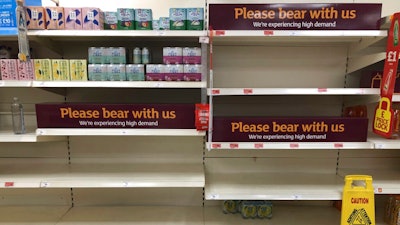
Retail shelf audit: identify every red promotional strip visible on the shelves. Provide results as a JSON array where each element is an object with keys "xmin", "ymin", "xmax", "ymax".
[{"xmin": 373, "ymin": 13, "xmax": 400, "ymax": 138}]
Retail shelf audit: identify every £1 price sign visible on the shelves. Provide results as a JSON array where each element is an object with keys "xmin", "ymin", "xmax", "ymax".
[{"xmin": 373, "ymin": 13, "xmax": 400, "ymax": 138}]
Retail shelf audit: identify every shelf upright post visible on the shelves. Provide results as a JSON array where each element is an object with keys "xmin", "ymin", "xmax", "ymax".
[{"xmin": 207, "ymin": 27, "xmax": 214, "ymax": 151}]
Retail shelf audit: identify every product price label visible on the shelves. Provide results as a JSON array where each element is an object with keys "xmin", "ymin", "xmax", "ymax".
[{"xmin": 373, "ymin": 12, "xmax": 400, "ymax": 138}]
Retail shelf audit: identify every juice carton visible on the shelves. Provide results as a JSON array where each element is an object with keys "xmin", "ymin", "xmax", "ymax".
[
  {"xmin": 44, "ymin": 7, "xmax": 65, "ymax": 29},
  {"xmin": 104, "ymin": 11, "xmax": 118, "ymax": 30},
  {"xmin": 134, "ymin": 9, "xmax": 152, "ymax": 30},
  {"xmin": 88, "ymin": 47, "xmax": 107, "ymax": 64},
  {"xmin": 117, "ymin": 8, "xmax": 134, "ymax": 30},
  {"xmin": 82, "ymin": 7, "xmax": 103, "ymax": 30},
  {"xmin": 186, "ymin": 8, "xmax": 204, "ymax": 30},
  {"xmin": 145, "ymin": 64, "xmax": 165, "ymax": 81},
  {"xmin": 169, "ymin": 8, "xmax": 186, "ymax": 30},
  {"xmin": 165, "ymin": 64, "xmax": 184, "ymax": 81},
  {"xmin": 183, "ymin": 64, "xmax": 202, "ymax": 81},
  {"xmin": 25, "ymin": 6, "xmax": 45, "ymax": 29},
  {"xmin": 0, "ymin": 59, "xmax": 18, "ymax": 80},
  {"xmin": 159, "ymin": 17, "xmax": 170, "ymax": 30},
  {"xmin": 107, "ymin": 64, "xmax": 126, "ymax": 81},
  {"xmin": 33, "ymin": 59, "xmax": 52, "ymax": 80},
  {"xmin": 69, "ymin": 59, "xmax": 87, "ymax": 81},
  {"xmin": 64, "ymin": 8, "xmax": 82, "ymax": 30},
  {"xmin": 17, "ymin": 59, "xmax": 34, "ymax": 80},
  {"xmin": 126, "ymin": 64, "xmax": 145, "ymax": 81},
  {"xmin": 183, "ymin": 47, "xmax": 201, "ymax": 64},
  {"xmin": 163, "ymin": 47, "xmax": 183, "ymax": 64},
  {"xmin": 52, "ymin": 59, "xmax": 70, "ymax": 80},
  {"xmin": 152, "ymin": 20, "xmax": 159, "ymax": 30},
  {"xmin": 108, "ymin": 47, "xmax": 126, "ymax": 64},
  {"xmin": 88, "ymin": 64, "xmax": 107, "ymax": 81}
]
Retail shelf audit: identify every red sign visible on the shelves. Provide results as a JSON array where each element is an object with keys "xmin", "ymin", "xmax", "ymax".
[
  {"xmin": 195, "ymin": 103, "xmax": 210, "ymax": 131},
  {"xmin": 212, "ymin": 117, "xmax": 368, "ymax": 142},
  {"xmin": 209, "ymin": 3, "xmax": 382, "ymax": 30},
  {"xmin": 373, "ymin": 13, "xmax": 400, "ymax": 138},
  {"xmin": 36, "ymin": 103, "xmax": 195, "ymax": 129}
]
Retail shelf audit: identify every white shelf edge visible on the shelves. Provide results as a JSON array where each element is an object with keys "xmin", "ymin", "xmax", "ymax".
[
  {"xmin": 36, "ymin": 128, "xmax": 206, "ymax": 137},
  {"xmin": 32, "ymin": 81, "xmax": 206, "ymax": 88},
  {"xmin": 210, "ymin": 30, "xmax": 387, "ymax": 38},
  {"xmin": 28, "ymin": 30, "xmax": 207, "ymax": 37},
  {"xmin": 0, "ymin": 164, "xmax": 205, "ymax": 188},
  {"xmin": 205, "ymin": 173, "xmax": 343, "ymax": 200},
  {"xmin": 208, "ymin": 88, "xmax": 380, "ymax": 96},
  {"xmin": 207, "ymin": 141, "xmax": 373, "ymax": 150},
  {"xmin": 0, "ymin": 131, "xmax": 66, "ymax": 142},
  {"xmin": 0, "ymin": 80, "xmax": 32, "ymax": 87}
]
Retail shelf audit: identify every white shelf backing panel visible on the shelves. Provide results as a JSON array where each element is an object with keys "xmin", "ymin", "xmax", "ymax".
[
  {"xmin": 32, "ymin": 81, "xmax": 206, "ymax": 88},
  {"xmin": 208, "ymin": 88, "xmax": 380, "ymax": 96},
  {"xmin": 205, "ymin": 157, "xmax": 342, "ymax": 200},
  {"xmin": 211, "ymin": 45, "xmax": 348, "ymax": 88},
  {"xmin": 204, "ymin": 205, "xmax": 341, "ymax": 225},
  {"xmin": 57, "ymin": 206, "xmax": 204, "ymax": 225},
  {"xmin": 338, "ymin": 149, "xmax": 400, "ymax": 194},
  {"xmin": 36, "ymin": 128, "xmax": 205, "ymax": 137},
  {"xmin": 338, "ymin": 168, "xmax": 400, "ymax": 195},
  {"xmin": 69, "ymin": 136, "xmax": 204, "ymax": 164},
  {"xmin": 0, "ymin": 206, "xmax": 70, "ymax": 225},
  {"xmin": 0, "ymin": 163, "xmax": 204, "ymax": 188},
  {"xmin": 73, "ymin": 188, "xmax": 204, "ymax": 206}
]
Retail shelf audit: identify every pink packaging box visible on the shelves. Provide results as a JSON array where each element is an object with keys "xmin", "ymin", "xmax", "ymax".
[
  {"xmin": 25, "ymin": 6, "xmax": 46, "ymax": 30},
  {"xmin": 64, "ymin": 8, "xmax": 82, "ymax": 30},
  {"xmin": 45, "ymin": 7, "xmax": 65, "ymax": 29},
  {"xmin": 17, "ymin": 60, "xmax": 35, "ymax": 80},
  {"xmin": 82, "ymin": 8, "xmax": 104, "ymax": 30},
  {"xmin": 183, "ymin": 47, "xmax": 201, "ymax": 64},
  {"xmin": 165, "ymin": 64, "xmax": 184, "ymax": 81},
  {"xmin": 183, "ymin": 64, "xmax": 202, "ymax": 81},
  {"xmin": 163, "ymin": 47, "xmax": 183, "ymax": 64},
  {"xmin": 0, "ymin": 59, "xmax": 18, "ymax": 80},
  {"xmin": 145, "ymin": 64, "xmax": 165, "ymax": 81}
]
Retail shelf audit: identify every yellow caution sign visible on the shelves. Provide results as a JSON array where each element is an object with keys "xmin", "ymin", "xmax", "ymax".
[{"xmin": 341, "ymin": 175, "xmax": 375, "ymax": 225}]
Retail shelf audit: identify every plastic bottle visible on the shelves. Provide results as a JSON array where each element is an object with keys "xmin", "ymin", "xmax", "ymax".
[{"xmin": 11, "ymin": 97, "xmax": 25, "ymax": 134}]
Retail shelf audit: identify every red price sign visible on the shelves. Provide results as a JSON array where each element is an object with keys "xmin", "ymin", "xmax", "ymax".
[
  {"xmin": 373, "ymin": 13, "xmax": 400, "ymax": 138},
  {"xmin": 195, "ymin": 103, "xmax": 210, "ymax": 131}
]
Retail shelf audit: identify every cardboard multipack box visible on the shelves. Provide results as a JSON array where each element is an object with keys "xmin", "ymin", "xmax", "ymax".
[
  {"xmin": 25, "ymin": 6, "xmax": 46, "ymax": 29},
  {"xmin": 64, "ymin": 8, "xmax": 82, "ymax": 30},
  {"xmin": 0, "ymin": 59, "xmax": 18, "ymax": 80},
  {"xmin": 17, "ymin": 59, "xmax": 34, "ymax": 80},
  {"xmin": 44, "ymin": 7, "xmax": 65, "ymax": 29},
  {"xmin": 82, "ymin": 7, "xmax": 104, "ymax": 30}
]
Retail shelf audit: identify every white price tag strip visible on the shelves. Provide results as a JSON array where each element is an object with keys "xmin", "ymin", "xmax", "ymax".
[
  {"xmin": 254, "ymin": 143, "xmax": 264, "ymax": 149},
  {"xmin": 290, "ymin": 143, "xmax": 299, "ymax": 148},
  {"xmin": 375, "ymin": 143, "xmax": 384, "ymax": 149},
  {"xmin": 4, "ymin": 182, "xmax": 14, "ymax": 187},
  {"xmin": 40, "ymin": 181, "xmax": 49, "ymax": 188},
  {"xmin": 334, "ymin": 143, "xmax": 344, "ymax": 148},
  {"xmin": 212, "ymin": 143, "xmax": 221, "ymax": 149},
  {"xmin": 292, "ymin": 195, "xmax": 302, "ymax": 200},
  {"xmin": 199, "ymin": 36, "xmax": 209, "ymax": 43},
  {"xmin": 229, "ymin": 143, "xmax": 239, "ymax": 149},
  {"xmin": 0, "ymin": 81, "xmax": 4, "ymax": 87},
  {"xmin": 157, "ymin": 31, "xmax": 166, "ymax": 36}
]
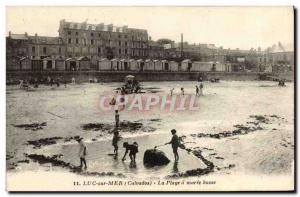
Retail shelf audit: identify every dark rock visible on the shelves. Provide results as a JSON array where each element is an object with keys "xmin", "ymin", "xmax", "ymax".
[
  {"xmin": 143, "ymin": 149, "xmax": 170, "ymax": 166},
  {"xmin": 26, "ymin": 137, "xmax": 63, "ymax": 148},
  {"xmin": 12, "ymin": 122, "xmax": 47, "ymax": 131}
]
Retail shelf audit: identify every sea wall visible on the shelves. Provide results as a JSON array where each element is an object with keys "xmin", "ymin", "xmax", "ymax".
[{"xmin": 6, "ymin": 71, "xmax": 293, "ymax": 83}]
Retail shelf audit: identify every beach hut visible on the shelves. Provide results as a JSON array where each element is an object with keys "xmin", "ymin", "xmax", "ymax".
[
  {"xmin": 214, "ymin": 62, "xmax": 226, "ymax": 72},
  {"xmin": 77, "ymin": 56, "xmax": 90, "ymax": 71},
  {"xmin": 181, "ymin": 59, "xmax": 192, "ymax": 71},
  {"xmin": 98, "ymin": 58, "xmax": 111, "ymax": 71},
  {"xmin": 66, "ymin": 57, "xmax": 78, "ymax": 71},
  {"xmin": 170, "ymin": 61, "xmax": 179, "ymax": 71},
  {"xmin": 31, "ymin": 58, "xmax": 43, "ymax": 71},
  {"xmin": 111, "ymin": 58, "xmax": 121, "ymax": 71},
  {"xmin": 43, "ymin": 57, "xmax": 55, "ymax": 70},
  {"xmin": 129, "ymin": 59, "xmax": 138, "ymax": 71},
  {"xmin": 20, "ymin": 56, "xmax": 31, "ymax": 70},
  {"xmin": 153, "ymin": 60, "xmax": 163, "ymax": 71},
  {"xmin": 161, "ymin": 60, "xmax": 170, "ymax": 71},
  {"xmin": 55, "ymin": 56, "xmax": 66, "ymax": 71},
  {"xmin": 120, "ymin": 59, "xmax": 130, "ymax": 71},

···

Quote the lines of the listing above that run from the line with "Retail shelf audit: identify every sea" through its last line, both included, and nothing else.

Retail shelf audit: identify every sea wall visible on the shelves. Provide results as a JSON array where each element is an object with keys "xmin", "ymin", "xmax", "ymax".
[{"xmin": 6, "ymin": 71, "xmax": 293, "ymax": 83}]
Retail shelf audit: identify every beach hut visible on the shelves. Provide results as a JSON array where each element is an object with keys "xmin", "ymin", "xmax", "ymax".
[
  {"xmin": 214, "ymin": 62, "xmax": 226, "ymax": 72},
  {"xmin": 77, "ymin": 56, "xmax": 90, "ymax": 71},
  {"xmin": 181, "ymin": 59, "xmax": 192, "ymax": 71},
  {"xmin": 98, "ymin": 58, "xmax": 111, "ymax": 71},
  {"xmin": 66, "ymin": 57, "xmax": 78, "ymax": 71},
  {"xmin": 170, "ymin": 61, "xmax": 179, "ymax": 71},
  {"xmin": 31, "ymin": 58, "xmax": 43, "ymax": 71},
  {"xmin": 111, "ymin": 58, "xmax": 121, "ymax": 71},
  {"xmin": 43, "ymin": 57, "xmax": 55, "ymax": 70},
  {"xmin": 129, "ymin": 59, "xmax": 138, "ymax": 71},
  {"xmin": 20, "ymin": 56, "xmax": 31, "ymax": 70},
  {"xmin": 153, "ymin": 60, "xmax": 163, "ymax": 71},
  {"xmin": 161, "ymin": 60, "xmax": 170, "ymax": 71},
  {"xmin": 55, "ymin": 56, "xmax": 66, "ymax": 71},
  {"xmin": 120, "ymin": 59, "xmax": 130, "ymax": 71},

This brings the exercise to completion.